::: Given passage

I first prepared the site in advance. Because my yard is on a slope and my property is lower than my neighbors', there is too much water accumulation occurring in our wet spring season. The water saturation causes the soil to become very compact and prevents oxygen from reaching the roots, therefore I created a wooden box frame of 4x4’ and filled it with locally made triple mix. It is made of local natural leaf compost, peat moss and topsoil. I buy it from the nearest landscape supplier up the road from my house. In this raised box I plant a tree. This keeps them elevated above any excess moisture that might occur. 

2.
Very importantly I use no soil amendments and absolutely no fertilizers, choosing to start these trees on a lean diet. Why native lean soil? To force the trees roots to search deeper for nutrients by sending their roots farther away. If all the nutrients are placed close to the tree trunk there is no incentive for the roots to grow any farther. That’s where they will stay. When dry periods come there will be much less water available to uptake and when winds blow through dense new leaves, there will be no strong anchor for the tree. Root development is always first priority with any plant. Especially trees. They will have plenty of future to leaf out and grow shoots but they will never get there without a healthy and well-developed root system.

3.
I Created a fungal environment. I distributed mycorrhizal fungi spores on the bare roots right before placing them in the planting hole. I distributed a little more around the planting hole. They will germinate and grow a mycelium mat of white hyphae (non fruiting, underground mushroom bodies) and will quickly colonize the roots providing protection from pathogens. 

With the Mycelium’s wide-reaching hyphae (strands) it will allow the roots to reach and draw more nutrients from the soil therefore providing more nutrition and faster root and shoot development.

::::::
::: Information supplied

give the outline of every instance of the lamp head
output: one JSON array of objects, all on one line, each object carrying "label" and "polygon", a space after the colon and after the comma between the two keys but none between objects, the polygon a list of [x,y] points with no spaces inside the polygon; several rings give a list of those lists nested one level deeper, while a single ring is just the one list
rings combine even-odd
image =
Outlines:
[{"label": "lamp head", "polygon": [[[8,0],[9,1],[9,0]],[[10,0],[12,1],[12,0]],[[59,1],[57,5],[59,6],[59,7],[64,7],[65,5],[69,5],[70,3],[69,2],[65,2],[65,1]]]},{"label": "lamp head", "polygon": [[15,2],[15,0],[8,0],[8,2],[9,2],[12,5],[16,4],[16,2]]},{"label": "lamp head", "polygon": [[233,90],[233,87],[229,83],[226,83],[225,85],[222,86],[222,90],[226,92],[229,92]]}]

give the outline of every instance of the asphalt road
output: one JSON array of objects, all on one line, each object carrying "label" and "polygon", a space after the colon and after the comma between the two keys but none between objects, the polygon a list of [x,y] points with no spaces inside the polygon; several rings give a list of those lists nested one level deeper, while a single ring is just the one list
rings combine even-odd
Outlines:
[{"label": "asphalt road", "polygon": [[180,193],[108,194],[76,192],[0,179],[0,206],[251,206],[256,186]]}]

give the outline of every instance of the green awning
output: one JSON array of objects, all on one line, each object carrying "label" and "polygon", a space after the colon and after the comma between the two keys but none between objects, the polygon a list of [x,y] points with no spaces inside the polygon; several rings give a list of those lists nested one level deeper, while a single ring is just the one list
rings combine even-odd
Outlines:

::::::
::: Information supplied

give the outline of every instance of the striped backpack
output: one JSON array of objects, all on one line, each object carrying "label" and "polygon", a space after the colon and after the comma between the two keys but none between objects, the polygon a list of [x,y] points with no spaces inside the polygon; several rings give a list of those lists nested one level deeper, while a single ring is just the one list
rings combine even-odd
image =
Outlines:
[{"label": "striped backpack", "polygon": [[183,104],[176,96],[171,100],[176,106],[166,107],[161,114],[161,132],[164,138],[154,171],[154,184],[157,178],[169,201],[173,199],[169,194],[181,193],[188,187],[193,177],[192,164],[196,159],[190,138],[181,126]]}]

::::::

# Work instruction 1:
From the tree-planting text, repeat word for word the part starting at "Very importantly I" and ending at "well-developed root system.".
# Work instruction 2:
Put this sentence from the tree-planting text into Spanish: "Root development is always first priority with any plant."
These entries have nothing to do with the tree-planting text.

# Problem solution 1:
Very importantly I use no soil amendments and absolutely no fertilizers, choosing to start these trees on a lean diet. Why native lean soil? To force the trees roots to search deeper for nutrients by sending their roots farther away. If all the nutrients are placed close to the tree trunk there is no incentive for the roots to grow any farther. That’s where they will stay. When dry periods come there will be much less water available to uptake and when winds blow through dense new leaves, there will be no strong anchor for the tree. Root development is always first priority with any plant. Especially trees. They will have plenty of future to leaf out and grow shoots but they will never get there without a healthy and well-developed root system.

# Problem solution 2:
El desarrollo de las raíces es siempre la primera prioridad en cualquier planta.